## [DESCRIPTION OF THE TASK]
List every line in the entries below that contains the string "shipping", matching case exactly.

## [RECORDED INFORMATION]
※

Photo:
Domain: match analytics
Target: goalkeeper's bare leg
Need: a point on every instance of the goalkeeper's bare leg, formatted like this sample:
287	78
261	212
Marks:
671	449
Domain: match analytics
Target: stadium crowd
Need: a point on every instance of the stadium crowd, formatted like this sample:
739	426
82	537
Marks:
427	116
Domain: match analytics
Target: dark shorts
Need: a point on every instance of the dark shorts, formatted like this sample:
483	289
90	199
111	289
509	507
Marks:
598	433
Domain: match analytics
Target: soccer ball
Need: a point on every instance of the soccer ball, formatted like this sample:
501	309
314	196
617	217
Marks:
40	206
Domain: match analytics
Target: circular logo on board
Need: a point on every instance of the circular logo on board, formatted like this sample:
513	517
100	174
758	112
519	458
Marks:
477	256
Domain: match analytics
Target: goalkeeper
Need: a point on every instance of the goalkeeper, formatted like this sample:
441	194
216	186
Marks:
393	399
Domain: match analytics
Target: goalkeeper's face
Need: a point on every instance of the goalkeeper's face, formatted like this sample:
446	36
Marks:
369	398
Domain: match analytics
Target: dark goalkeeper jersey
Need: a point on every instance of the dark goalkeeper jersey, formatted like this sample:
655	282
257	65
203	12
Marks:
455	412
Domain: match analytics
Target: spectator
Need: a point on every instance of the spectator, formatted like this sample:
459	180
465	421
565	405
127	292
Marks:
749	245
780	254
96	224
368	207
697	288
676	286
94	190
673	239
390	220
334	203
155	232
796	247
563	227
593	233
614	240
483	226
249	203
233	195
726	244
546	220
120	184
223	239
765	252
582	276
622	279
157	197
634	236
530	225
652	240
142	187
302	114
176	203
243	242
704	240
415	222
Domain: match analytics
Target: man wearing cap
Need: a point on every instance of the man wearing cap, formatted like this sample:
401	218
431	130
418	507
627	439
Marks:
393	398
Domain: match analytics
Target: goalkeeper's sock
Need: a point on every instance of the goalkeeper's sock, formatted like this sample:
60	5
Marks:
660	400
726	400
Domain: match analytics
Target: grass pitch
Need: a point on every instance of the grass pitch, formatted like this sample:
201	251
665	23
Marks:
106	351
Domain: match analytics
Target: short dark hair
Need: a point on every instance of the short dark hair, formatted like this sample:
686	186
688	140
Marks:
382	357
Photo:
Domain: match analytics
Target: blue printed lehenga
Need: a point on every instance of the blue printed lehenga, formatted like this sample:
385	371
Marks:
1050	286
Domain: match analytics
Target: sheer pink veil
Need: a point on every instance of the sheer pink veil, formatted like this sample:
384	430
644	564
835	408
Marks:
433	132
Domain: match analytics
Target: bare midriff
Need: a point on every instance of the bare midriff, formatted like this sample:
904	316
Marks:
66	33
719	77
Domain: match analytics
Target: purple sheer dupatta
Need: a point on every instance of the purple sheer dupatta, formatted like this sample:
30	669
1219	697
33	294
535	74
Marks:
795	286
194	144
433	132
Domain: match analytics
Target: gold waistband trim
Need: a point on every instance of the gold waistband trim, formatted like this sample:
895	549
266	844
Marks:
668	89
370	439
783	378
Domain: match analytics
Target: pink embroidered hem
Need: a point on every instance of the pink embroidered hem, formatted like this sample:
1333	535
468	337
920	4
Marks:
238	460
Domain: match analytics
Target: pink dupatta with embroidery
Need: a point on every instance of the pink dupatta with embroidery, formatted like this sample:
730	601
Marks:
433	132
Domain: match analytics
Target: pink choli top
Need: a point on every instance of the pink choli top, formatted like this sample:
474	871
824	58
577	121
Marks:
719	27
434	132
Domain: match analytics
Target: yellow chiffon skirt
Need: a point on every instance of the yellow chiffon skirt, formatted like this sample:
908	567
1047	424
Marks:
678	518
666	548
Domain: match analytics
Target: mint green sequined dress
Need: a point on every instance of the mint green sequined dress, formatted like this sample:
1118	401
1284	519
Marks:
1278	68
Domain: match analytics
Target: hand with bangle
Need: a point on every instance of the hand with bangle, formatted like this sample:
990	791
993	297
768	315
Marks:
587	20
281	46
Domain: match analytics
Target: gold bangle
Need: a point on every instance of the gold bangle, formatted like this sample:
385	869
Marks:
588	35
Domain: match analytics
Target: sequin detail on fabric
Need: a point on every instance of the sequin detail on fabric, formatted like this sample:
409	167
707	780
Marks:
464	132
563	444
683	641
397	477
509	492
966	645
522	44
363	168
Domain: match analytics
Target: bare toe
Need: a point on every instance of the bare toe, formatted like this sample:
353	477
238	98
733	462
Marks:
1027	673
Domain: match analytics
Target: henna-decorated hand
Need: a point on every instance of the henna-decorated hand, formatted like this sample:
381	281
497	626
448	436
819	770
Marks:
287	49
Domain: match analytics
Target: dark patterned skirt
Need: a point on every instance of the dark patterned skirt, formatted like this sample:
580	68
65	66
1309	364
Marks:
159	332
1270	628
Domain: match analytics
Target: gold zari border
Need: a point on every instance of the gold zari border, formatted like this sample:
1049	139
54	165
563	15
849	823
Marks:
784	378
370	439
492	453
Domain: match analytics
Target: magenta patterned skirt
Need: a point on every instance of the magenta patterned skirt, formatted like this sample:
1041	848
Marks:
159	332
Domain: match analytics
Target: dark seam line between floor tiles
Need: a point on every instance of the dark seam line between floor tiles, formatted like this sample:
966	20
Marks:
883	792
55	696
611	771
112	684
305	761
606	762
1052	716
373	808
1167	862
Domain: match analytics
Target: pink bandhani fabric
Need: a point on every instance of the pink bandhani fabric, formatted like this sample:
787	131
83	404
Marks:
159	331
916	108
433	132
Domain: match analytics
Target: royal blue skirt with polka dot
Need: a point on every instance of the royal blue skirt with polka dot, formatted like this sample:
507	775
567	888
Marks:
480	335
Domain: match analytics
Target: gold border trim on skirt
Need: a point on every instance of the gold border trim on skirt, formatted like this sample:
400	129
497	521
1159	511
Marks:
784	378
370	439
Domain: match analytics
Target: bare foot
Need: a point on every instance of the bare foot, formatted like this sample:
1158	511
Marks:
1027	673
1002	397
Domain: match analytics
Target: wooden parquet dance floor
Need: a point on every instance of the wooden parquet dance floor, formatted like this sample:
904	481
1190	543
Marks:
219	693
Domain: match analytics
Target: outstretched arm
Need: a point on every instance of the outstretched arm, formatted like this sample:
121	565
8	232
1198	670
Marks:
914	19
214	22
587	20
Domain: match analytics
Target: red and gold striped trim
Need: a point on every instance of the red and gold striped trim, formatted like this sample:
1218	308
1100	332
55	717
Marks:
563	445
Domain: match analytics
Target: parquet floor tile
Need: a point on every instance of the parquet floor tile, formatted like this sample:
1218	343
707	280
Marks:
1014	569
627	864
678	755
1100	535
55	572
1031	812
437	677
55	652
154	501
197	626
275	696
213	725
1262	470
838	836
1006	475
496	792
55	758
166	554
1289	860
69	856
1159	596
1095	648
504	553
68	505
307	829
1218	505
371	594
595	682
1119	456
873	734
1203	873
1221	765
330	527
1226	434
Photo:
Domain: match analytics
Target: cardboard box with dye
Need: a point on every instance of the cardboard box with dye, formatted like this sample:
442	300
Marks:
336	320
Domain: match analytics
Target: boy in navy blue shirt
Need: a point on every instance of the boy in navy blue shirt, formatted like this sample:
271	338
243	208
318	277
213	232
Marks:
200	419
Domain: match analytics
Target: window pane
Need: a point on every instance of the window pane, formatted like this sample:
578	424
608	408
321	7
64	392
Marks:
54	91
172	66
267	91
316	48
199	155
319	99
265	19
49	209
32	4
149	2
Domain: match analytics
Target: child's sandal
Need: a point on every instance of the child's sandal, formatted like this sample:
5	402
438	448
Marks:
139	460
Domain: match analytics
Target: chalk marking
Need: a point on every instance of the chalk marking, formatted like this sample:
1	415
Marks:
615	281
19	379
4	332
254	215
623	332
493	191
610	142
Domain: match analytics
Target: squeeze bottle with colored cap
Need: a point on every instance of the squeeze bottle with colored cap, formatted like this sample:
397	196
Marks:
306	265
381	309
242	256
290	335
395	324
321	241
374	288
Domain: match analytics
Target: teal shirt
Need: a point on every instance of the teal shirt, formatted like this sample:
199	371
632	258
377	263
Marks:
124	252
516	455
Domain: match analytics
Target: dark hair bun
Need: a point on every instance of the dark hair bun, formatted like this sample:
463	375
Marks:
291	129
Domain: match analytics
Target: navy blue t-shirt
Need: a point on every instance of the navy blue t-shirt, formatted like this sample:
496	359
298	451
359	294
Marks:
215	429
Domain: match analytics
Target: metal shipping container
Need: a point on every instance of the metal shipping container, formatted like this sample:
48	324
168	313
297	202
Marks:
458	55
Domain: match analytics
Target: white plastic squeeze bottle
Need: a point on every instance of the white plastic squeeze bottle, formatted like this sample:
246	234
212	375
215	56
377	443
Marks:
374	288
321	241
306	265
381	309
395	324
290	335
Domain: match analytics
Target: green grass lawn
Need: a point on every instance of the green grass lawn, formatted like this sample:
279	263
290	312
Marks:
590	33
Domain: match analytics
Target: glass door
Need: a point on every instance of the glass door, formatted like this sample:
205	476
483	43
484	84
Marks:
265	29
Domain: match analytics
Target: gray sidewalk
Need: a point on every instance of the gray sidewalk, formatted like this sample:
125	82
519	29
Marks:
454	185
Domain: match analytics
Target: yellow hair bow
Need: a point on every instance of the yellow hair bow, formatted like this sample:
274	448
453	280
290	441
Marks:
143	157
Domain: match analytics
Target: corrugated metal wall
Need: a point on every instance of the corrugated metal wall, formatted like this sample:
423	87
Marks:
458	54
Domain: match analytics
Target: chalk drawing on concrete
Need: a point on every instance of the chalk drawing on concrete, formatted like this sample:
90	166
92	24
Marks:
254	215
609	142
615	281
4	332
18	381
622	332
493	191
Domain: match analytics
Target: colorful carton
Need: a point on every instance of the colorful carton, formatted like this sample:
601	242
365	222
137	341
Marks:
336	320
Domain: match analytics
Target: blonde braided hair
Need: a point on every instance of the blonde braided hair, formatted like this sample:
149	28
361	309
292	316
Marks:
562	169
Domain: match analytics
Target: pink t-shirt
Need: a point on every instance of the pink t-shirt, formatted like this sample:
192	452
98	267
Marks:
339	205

※

## [SOLVED PROBLEM]
Target: metal shipping container
Need: a point on every instance of the metal shipping container, formatted like this sample:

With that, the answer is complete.